Job: Which lines in the records below contain the word "cookie"? Copy each of them in full.
____ Dataset entries
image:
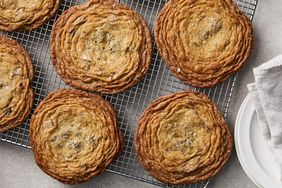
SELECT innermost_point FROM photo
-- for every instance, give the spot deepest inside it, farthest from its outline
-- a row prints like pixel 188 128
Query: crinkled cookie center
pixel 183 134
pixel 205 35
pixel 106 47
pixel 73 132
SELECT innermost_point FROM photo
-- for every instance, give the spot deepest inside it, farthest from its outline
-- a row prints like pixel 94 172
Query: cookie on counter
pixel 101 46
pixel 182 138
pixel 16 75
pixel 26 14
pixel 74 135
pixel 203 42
________
____ Dataset entries
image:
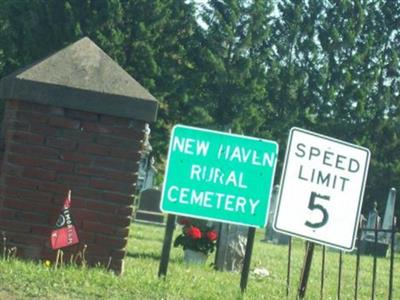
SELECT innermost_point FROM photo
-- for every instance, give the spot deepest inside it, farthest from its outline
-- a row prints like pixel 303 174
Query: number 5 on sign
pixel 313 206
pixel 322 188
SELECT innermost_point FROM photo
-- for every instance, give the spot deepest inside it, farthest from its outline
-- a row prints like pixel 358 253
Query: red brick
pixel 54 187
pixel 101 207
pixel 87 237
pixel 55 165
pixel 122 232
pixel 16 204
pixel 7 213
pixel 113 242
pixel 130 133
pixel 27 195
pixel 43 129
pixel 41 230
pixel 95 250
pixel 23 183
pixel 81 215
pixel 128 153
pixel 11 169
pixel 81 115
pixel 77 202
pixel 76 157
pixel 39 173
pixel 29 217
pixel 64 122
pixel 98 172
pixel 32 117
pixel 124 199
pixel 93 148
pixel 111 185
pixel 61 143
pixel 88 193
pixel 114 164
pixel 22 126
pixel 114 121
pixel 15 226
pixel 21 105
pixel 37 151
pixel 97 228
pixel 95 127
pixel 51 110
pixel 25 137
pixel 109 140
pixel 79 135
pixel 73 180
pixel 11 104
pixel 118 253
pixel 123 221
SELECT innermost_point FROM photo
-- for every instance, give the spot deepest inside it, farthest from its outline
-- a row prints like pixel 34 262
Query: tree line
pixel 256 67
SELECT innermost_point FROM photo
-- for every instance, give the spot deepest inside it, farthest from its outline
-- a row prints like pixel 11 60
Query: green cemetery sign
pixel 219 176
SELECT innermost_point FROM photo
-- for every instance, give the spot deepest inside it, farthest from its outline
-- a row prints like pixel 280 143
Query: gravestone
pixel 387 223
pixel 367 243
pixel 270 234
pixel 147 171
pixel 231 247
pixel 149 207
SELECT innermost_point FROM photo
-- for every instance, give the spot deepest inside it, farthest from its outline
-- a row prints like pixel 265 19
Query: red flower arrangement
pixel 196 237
________
Solved problem:
Query: crinkled cookie center
Query: cookie on counter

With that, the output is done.